Selected passage:
———

Chhattisgarh High Court Judgment in a Marital Rape Case is Shocking Denial of Justice


 

Judgment of acquittal passed by the Chhattisgarh High Court in a case of marital rape where the wife died due to the sexual brutality of the husband is nothing but a mockery of justice. The case belongs to the Jagdalpur district of Chhattigarh. The accused husband, a driver, committed unnatural sex with his wife, and left her in pain, who died in a hospital. In her dying declaration, recorded before a magistrate, the victim alleged that her husband had inserted his hand in her anus, following which she suffered excruciating pain.

The woman was admitted to the hospital for treatment, from where a report was made to the police station concerned and the offence under IPC Section 377 (unnatural sex) was registered against her husband.

The Indian Evidence Act, 1872, under Section 32 deals with the concept of a “dying declaration”. Usually, a dying declaration is only admitted as evidence in cases where the cause of a person’s death comes into question. This concept is based on the Latin legal maxim “nemomoriturus prae-sumitur mentire” which means a man will not meet his maker (God) with a lie in his mouth.

In Naeem vs the State of Uttar Pradesh, the Supreme Court ruled that a dying declaration can be the sole basis of conviction, but courts must find it to be trustworthy, and one that inspires confidence.

Notably, in this case, the doctor who had conducted a postmortem of the deceased’s body had said there were “two perforations on the rectum”, one on the anterior side and another above the pelvic floor, causing him to conclude that the victim died on 11 December 2017, as a result of the same.

In February 2019, a trial court at Jagdalpur convicted the husband under Sections 376 (rape), 377 (unnatural sex), and 304 (culpable homicide not amounting to murder) of the Indian Penal Code (IPC), and sentenced him to 10 years rigorous imprisonment and a fine of Rs 1,000. However, the Chhattisgarh High Court later acquitted him, citing the marital rape exception under Section 375 IPC, which states that sexual intercourse by a man with his wife, if she is above 15 years of age, is not considered rape. Here the wife was said to be over 15 years.

———

Data for analysis:
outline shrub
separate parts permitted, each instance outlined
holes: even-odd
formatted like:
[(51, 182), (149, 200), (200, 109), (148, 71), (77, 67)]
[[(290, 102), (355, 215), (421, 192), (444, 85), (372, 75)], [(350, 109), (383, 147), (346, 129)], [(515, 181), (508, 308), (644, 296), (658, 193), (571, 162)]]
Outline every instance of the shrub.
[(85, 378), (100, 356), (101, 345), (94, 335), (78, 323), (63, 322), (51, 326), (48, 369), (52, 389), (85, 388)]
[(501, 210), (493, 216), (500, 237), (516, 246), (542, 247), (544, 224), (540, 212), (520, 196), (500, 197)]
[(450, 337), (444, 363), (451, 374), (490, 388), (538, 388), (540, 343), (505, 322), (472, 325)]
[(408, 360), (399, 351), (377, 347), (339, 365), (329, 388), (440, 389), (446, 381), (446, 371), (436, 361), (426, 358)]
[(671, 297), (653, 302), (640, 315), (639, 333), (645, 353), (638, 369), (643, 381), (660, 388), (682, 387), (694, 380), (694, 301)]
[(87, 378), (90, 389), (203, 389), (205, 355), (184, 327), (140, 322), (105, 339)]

———

Task to carry out:
Continue the article about the Chhattisgarh High Court's acquittal in the marital rape case, picking up right after its final sentence.

Answer to the exercise:
It also cited the five-judge SC bench’s ruling in Navtej Singh Johar vs Union of India (2018) to say that if an “unnatural offence is done with consent, then the offence of Section 377 IPC is not made out”.It is ridiculous to say that the wife consented to her husband to insert his hand in her anus. The law, it is often said is like an ass but all the same, it is also true that insensitive justice is no justice. This decision was the height of insensitivity. 

Most women, from a very young age, are sold the idea that safety and prestige come with marriage. However, ironically, marriage becomes just another apparatus in patriarchy’s arsenal, to perpetuate violence, as was seen in this case. Rape isn’t merely about a violation of a person’s consent but also involves an assertion of power that men enjoy in a patriarchal society.

The central argument against criminalising marital rape is the fear of its misuse, a reiteration of each time when laws have been proposed for the protection of the marginalised. This decision of the Chhattisgarh High Court is a clear miscarriage of justice and very shocking. Sex with a wife without her consent may fall within exception 2 in section 375 but extreme brutality resulting in her death is frightening, to say the least.